§ **STATED PROBLEM**:
Transcribe the data below line for line, changing nothing.

(Items stored from a collection)
--

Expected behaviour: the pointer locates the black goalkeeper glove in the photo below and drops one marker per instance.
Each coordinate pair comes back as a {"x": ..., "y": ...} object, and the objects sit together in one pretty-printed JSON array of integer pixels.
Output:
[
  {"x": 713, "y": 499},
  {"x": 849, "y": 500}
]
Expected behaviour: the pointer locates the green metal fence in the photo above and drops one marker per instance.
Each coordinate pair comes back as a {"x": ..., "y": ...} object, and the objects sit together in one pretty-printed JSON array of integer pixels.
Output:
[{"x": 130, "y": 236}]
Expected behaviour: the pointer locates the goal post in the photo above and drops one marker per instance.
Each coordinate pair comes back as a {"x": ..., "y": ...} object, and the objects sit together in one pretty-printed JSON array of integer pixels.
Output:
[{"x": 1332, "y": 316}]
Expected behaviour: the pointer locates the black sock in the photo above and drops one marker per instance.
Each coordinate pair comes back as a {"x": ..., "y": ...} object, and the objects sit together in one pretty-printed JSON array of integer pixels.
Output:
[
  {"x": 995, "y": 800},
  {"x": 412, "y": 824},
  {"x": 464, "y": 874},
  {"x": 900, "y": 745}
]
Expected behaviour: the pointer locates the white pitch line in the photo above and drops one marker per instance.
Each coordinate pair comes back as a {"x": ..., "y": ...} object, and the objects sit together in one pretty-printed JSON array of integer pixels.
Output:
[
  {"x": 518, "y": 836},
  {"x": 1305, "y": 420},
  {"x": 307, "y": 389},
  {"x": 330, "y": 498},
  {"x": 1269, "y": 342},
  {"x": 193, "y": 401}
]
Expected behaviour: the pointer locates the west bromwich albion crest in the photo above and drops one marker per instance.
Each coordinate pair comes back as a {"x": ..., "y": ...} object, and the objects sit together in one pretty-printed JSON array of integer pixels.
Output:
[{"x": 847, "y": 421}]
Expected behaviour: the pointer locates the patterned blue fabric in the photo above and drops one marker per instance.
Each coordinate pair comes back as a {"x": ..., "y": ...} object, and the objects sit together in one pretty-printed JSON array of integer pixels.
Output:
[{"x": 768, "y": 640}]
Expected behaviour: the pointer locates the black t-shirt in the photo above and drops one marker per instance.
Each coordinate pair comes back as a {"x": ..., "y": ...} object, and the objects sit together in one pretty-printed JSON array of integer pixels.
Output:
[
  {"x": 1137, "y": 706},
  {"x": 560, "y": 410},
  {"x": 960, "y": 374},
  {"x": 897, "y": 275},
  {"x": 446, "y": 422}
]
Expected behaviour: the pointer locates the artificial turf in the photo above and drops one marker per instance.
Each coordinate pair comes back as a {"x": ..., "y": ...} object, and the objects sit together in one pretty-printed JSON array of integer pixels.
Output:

--

§ **FINISHED ANSWER**:
Expected behaviour: the pointer locates the black goalkeeper glove in the photo below and drops one marker per instance.
Each coordinate pair comes back as a {"x": ..., "y": ...} object, and the objects sit together in one pretty-printed JSON array of integer pixels.
Output:
[
  {"x": 713, "y": 499},
  {"x": 849, "y": 500}
]
Expected behaviour: the pointer locates the green metal fence in the photo above and drops one marker per instance.
Each coordinate pair comes back as a {"x": ..., "y": ...} object, and the objects sit together in one pretty-printed JSON array of integer pixels.
Output:
[{"x": 130, "y": 236}]
Expected behaviour: the pointer locates the goal post in the photo above and drops one marker per instance.
Each coordinate pair comes back as a {"x": ..., "y": ...} object, and the objects sit together in one pretty-printed JSON array of integer pixels.
Output:
[{"x": 1332, "y": 316}]
Expected behaviour: the pointer locates the black sock in the photo above and drops one marker per instance.
Each coordinate pair comes back as a {"x": ..., "y": ...} object, and the objects sit together in one pretty-printed JSON array of integer pixels.
Output:
[
  {"x": 995, "y": 800},
  {"x": 412, "y": 824},
  {"x": 464, "y": 874},
  {"x": 900, "y": 745}
]
Expected behaviour: the pointer locates the white pitch line in the photo above and drops one marker per instance.
Each coordinate pair comes back as a {"x": ..., "y": ...} object, and the objects sit together in one pretty-printed JSON array of integer pixels.
Output:
[
  {"x": 518, "y": 836},
  {"x": 1305, "y": 420},
  {"x": 307, "y": 389},
  {"x": 330, "y": 498},
  {"x": 1269, "y": 342},
  {"x": 193, "y": 401}
]
Expected behaviour: the pointer locates the west bromwich albion crest in the photo above and drops one marker per instance.
Each coordinate pair comes back as a {"x": ..., "y": ...} object, and the objects sit together in one pretty-printed JSON array of integer pixels.
Output:
[{"x": 847, "y": 421}]
Expected behaviour: the pointer locates the patterned blue fabric in the photo above and drops one marker per instance.
Each coordinate pair comes back as a {"x": ..., "y": ...} object, and the objects sit together in one pretty-printed JSON array of integer pixels.
Output:
[{"x": 768, "y": 640}]
Expected behaviour: the pointer locates the black t-shirt in the photo above and drops one marker per instance.
Each coordinate pair comes back as a {"x": ..., "y": ...} object, and the objects sit together in one pretty-printed JSON array of integer pixels.
Output:
[
  {"x": 1137, "y": 706},
  {"x": 560, "y": 410},
  {"x": 960, "y": 374},
  {"x": 897, "y": 275},
  {"x": 446, "y": 422}
]
Expected behaviour: the pointer locates the artificial turf in the photo above and drops one marker per instance.
Each coordinate pair comes back as a {"x": ..., "y": ...} object, and the objects sit together in one pretty-printed JSON array of integer pixels.
Output:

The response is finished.